Cluster Settings
This page documents all cluster: configuration keys for distributed LynxDB deployments. For an overview of the distributed architecture, see Distributed Architecture.
These settings describe the distributed cluster surface present in the codebase. Single-node and co-located small-cluster deployments are the safest path today. For larger separated-role clusters, validate the exact behavior of failover, replication, and rebalancing in staging against the version you plan to run.
Enabling Cluster Mode
Set cluster.enabled: true and provide node_id, roles, and seeds:
cluster:
enabled: true
node_id: "node-1"
roles: [meta, ingest, query]
seeds:
- "node-1:9400"
- "node-2:9400"
- "node-3:9400"
When enabled is false (default), LynxDB runs as a single-node server with no cluster coordination.
Node Identity and Roles
| Key | Type | Default | Description |
|---|---|---|---|
enabled | bool | false | Enable cluster mode |
node_id | string | "" | Unique identifier for this node. Must be unique across the cluster. |
roles | list | [] | Roles this node performs: meta, ingest, query. In small clusters, use all three. |
seeds | list | [] | Seed node addresses for cluster discovery (host:grpc_port). Include at least the meta nodes. |
grpc_port | int | 9400 | Port for inter-node gRPC communication. |
Role Examples
# Small cluster: all roles on every node
cluster:
enabled: true
node_id: "node-1"
roles: [meta, ingest, query]
seeds: ["node-1:9400", "node-2:9400", "node-3:9400"]
# Large cluster: dedicated meta node
cluster:
enabled: true
node_id: "meta-1"
roles: [meta]
seeds: ["meta-1:9400", "meta-2:9400", "meta-3:9400"]
# Large cluster: dedicated ingest node
cluster:
enabled: true
node_id: "ingest-1"
roles: [ingest]
seeds: ["meta-1:9400", "meta-2:9400", "meta-3:9400"]
# Large cluster: dedicated query node
cluster:
enabled: true
node_id: "query-1"
roles: [query]
seeds: ["meta-1:9400", "meta-2:9400", "meta-3:9400"]
Sharding
LynxDB uses a two-level sharding scheme: time bucketing followed by hash partitioning.
| Key | Type | Default | Description |
|---|---|---|---|
virtual_partition_count | int | 1024 | Number of virtual hash partitions. Higher values allow finer-grained rebalancing. Should be significantly larger than the number of ingest nodes. |
time_bucket_size | duration | 24h | Time granularity for shard time bucketing. Supported values: 1h, 6h, 24h. Smaller buckets enable finer time-range pruning but create more shards. |
The shard ID is computed as:
Level 1: ts.Truncate(time_bucket_size)
Level 2: xxhash64(source + "\x00" + host) % virtual_partition_count
ShardID: "<index>/t<date>/p<partition>"

▶ _Dataset excerpt_:
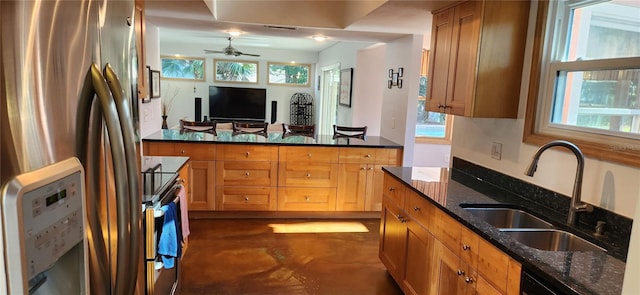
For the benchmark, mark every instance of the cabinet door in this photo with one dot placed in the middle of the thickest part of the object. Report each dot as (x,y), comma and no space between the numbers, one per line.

▶ _Work instructions_:
a - Answer these questions using the cluster settings page:
(i) How does LynxDB run when enabled is false?
(ii) What is the default value of grpc_port?
(iii) Which values does time_bucket_size support?
b - Resume the cluster settings page after its final line, the ShardID format, and write what comes next.

▶ _Responses to the tasks_:
a -
(i) It runs as a single-node server with no cluster coordination.
(ii) 9400
(iii) 1h, 6h, and 24h

b -
Choosing Partition Count
- 1024 (default): Good for clusters up to ~100 ingest nodes. Each node gets ~10 partitions.
- 4096: For larger clusters with 100-500 ingest nodes.
- Do not change on a running cluster without a full rebalance.
Choosing Time Bucket Size
- 24h (default): One time bucket per day. Best for most workloads.
- 6h: Four buckets per day. Better time-range pruning for queries spanning hours.
- 1h: Finest granularity. Best for very high volume with short query windows.
Replication
| Key | Type | Default | Description |
|---|---|---|---|
replication_factor | int | 1 | Number of replicas per shard (including primary). Set to 3 for production HA. |
ack_level | string | "one" | When the primary considers a batch committed. none: fire-and-forget. one: after local commit. all: after all ISR replicas ACK. |
ACK Level Trade-offs
| ACK Level | Durability | Latency | Use Case |
|---|---|---|---|
none | Lowest -- data may be lost on any failure | Lowest | Development, non-critical logs |
one | Medium -- survives primary crash if replicas caught up | Medium | Default; good balance |
all | Highest -- survives any single-node failure | Highest | Critical audit/security logs |
Failover and Health
| Key | Type | Default | Description |
|---|---|---|---|
heartbeat_interval | duration | 5s | How often nodes send heartbeats to the meta leader. |
lease_duration | duration | 10s | Validity period of a shard leader lease. Must be > heartbeat_interval. |
meta_loss_timeout | duration | 30s | How long ingest nodes continue in degraded mode when meta quorum is lost. After this timeout, writes are rejected. |
Failover Timing
With default settings, node failure detection takes approximately 25 seconds:
- Heartbeats stop arriving (0s)
- Node transitions to
Suspectafter 3 missed heartbeats (~15s) - Node transitions to
Deadafter 5 missed heartbeats (~25s) - Shards are reassigned and ISR replicas promoted
Reducing heartbeat_interval speeds up detection but increases meta leader load.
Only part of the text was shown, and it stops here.